[TEXT SECTION]
Page 1 of 3
NagiosXI Socket Timeout Issue
Posted: Mon Jan 13, 2014 12:30 pm
by sievers
Hello,
we are having a very annoying problem. On random Servers with random Services we are receiving Socket Timeout errors. Here is what have already tried to remedy:
- Update the NSClient on the Server .......no help
- Increase the timeout value to 40 seconds.......no help (We even increased it to 100 seconds to test it, it still timedout)
- Restart the Nagios Server.....No help
There is no lag or latency between the Nagios Server and the monitored Server since they are all in the same ESX Farm in the same location and subnet. I triplechecked Firefall settings, but everything is ok
See Screenshot
nagioseeror.PNG
The problem is that the service recovers for a few minutes and then it starts over again, as you can see from the my mailbox below
nagioseeror2.PNG
Can you please help me, thanks
Our Version is Nagios XI 2012R1.6 on Centos 6.2 64bit
Re: NagiosXI Socket Timeout Issue
Posted: Mon Jan 13, 2014 12:35 pm
by abrist
Are you sure this server is working correctly? Is the nsclient service hanging/restarting? (check the event logs)?

[STATED TASK A]
List every remedy the original poster in the Nagios socket timeout thread says was already tried.

[DATA FOR THE TASK]
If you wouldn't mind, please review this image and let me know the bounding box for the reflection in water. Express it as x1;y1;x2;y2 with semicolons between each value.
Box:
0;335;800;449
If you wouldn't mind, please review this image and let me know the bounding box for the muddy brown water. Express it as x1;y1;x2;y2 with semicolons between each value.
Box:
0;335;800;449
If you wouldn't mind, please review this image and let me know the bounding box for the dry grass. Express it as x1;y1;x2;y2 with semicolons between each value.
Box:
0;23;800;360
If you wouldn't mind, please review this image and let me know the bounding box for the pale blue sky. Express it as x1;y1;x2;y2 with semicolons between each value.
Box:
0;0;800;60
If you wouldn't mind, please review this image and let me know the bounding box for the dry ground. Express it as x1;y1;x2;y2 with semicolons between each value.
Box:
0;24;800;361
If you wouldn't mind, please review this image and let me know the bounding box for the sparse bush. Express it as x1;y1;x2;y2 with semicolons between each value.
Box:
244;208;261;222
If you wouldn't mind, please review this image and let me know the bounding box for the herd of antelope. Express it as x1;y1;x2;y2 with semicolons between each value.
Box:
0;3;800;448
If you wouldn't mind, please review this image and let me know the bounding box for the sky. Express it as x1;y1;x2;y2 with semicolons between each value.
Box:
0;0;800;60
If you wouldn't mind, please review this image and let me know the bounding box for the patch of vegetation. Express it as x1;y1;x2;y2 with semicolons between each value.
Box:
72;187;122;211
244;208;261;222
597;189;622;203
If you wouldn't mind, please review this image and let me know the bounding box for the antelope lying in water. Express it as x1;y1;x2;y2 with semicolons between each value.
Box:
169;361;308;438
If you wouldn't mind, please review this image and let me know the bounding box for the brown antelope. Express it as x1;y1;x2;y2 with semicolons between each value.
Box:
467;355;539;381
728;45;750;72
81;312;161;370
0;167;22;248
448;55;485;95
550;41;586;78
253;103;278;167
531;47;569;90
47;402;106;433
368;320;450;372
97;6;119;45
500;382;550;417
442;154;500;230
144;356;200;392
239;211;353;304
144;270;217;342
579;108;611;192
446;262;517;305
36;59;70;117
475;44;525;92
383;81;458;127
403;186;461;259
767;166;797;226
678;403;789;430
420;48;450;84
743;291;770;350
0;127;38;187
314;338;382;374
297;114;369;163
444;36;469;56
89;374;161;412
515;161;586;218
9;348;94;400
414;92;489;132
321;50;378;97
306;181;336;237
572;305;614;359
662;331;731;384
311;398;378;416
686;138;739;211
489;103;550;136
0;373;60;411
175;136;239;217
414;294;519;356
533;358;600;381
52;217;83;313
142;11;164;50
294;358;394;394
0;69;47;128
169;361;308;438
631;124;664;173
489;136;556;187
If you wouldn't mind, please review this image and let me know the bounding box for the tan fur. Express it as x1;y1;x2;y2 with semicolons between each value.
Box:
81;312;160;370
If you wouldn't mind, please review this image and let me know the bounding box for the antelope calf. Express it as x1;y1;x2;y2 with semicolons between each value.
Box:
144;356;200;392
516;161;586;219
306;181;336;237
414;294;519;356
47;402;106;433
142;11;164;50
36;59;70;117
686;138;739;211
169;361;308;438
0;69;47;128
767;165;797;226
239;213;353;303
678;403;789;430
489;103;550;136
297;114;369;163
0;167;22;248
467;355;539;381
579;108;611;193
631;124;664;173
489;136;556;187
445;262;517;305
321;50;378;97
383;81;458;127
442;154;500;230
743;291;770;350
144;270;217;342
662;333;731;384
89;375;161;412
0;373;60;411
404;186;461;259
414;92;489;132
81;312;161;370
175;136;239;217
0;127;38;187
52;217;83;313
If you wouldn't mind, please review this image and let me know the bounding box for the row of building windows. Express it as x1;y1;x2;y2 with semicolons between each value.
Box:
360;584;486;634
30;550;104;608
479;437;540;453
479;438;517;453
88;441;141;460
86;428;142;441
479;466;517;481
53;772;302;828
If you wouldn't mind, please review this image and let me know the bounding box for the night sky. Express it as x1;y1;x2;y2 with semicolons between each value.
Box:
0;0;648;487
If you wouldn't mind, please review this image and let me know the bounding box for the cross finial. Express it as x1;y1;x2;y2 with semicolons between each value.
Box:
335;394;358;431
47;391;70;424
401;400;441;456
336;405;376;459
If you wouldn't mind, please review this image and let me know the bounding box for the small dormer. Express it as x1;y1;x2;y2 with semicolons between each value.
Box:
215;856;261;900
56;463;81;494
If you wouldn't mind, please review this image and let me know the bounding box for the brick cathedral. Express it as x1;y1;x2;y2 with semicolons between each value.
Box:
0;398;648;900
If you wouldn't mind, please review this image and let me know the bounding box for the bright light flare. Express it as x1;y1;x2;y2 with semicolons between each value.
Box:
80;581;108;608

[STATED TASK B]
Copy the stretch of the entries from the line containing "for the bright" through the final line of the entries.

[COMPLETE RESPONSE A]
- Updating the NSClient on the server
- Increasing the timeout value to 40 seconds (and, as a test, to 100 seconds)
- Restarting the Nagios server

[COMPLETE RESPONSE B]
If you wouldn't mind, please review this image and let me know the bounding box for the bright light flare. Express it as x1;y1;x2;y2 with semicolons between each value.
Box:
80;581;108;608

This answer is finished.